→ **Document text**
○ ○ ○ ○ ○ ○ ○
The shape of the tech support dataframe is (14004, 3) and there are 0 null values
The shape of the creative writing dataframe is (18096, 3) and there are 0 null values


In [13]:
# dropping duplicate values in selftext and choosing to keep the first
techsupport=techsupport.drop_duplicates(subset='selftext', keep='first', inplace=False)
creative=creative.drop_duplicates(subset='selftext', keep='first', inplace=False)

In [14]:
# creating dictionary of subreddit moderators so that we can filter out posts made by them
techsupport_mods = ['Kumorigoe','Willz12h','doctoroctoclops','mandevwin','PipeItToDevNull','Jalad25','ocupi','BigCatSanctuary','Geeknificient','manawolf146']
creative_mods = ['KingBeetle','carbon107','KrisAlmighty','metastasis_d','NO_TOUCHING__lol','JesperTV']
techsupport = techsupport[~techsupport['author'].isin(techsupport_mods)]
creative = creative[~creative['author'].isin(creative_mods)]

In [15]:
# checking shape of  DataFrame after filtering out moderator posts
print(f"The shape of the tech support dataframe is {techsupport.shape}")
print(f"The shape of the creative writing dataframe is {creative.shape}")


The shape of the tech support dataframe is (5134, 3)
The shape of the creative writing dataframe is (7150, 3)


In [16]:
# thru the magic of Ben Mathis and their regex abilities I am able filter out any URLs
techsupport['selftext']=techsupport['selftext'].apply(lambda x: re.sub(r'http\S+', '', x))
creative['selftext']=creative['selftext'].apply(lambda x: re.sub(r'http\S+', '', x))

In [17]:
# replacing titles that are just 'title' with null values so we can remove them
techsupport['title']=techsupport['title'].replace('title', np.nan)
creative['title']=creative['title'].replace('title', np.nan)
creative=creative.dropna(subset=['title'])
techsupport=techsupport.dropna(subset=['title'])

In [18]:
# dropping duplicate titles in title column
techsupport=techsupport.drop_duplicates(subset='title', keep='first', inplace=False)
creative=creative.drop_duplicates(subset='title', keep='first', inplace=False)

In [19]:
# dropping blank entries in DataFrames
creative = creative[~(creative['selftext'] =='')]
techsupport = techsupport[~(techsupport['selftext']=='')]
creative = creative[~(creative['title'] =='')]
techsupport = techsupport[~(techsupport['title']=='')]
creative = creative[~(creative['author'] =='')]
techsupport = techsupport[~(techsupport['author']=='')]

In [20]:
# checking cleaned DataFrames
print(f"The final shape of the cleaned tech support dataframe is {techsupport.shape[0]} rows and {techsupport.shape[1]} columns and there are {techsupport.isna().sum().sum()} null values")
print(f"The final shape of the cleaned creative writing dataframe is {creative.shape[0]} rows and {creative.shape[1]} columns and there are {creative.isna().sum().sum()} null values")


The final shape of the cleaned tech support dataframe is 5120 rows and 3 columns and there are 0 null values
The final shape of the cleaned creative writing dataframe is 6928 rows and 3 columns and there are 0 null values


In [22]:
# exporting cleaned dataframes of tech support and creative writing 
techsupport.to_csv('data2/cleaned_techsupport.csv', index=False)
creative.to_csv('data2/cleaned_creativewriting.csv',index=False)
○ ○ ○ ○ ○ ○ ○
→ **Data section**

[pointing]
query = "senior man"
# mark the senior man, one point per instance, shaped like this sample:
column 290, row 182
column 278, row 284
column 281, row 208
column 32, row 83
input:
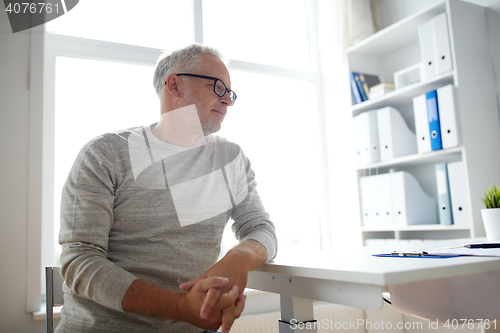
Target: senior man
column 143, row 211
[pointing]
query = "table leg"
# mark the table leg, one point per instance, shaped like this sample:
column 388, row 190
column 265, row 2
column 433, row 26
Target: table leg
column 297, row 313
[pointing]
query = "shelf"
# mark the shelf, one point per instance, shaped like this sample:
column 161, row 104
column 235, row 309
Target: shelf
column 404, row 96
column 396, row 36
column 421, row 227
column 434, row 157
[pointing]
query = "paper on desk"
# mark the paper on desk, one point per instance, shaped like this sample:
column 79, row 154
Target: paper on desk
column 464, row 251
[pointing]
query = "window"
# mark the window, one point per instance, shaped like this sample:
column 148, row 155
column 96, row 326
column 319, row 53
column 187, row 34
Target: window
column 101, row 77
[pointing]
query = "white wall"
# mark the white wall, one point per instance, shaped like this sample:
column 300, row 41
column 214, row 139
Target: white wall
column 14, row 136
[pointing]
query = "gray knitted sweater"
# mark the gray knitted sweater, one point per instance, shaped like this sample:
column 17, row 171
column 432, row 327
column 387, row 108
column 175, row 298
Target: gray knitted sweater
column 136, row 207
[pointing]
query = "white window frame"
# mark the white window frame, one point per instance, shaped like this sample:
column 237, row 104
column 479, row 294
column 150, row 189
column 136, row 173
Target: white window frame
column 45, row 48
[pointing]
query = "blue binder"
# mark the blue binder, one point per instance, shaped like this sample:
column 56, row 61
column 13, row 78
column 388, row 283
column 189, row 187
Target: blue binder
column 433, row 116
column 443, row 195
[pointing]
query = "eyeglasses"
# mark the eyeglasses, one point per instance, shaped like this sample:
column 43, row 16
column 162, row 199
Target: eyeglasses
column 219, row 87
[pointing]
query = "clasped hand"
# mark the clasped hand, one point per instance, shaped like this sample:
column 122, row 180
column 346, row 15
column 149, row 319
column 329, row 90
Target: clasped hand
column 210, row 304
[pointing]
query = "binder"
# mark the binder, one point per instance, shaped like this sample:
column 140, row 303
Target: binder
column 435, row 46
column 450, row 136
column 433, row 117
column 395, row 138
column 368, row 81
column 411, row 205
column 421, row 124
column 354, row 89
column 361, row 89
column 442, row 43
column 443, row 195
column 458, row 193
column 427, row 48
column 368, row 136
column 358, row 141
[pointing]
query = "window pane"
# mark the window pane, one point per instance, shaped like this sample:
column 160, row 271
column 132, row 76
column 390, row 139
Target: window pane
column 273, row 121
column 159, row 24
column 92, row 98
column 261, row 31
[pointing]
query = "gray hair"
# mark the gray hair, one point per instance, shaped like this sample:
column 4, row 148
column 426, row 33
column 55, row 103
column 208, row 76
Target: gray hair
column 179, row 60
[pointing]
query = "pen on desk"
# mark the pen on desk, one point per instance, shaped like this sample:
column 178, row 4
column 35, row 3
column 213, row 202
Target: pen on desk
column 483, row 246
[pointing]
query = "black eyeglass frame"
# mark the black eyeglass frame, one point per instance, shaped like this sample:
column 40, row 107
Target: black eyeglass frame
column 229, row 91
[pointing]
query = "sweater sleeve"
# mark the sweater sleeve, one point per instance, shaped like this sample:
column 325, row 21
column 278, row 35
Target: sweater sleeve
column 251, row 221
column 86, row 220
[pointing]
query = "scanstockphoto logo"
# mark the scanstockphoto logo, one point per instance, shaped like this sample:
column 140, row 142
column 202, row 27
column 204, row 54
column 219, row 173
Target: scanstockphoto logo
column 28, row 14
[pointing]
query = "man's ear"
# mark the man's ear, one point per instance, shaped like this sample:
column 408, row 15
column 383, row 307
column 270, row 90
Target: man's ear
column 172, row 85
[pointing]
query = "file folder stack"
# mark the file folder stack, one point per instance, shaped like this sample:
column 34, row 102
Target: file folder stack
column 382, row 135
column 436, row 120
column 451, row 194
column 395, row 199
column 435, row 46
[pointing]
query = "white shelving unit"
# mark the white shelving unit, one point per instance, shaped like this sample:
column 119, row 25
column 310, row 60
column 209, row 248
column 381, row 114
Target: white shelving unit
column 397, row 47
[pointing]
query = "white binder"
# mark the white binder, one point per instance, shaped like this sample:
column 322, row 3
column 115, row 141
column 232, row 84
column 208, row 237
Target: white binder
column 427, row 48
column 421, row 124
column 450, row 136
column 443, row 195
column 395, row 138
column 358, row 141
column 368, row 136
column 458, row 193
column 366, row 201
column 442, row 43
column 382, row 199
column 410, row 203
○ ○ ○ ○ ○ ○ ○
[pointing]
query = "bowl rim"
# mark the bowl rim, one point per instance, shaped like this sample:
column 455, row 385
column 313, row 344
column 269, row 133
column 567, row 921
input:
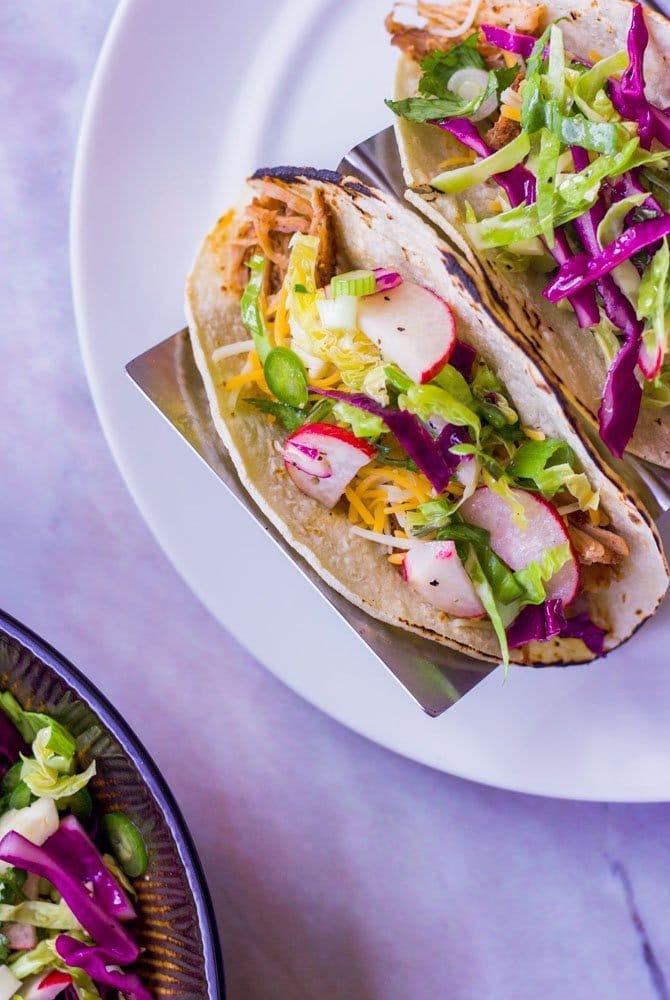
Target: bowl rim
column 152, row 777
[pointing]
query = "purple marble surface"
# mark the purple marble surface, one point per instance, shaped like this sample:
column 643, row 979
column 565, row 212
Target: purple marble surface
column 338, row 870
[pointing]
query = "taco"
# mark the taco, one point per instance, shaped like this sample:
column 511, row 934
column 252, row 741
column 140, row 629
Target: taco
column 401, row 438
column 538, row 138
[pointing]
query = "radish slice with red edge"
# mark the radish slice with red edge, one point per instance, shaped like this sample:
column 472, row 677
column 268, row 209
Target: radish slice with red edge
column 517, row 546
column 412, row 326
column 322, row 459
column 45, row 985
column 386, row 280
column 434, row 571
○ ○ ○ ○ ○ ○ ○
→ **Task set**
(1) Reproduce the data-cleaning notebook word for word, starting with "The final shape of the cleaned tech support dataframe is 5120" and going on through "creative.to_csv('data2/cleaned_creativewriting.csv',index=False)".
(2) Give every username in the creative_mods list of the data-cleaning notebook.

→ **Solutions to the problems**
(1)
The final shape of the cleaned tech support dataframe is 5120 rows and 3 columns and there are 0 null values
The final shape of the cleaned creative writing dataframe is 6928 rows and 3 columns and there are 0 null values


In [22]:
# exporting cleaned dataframes of tech support and creative writing 
techsupport.to_csv('data2/cleaned_techsupport.csv', index=False)
creative.to_csv('data2/cleaned_creativewriting.csv',index=False)

(2)
KingBeetle
carbon107
KrisAlmighty
metastasis_d
NO_TOUCHING__lol
JesperTV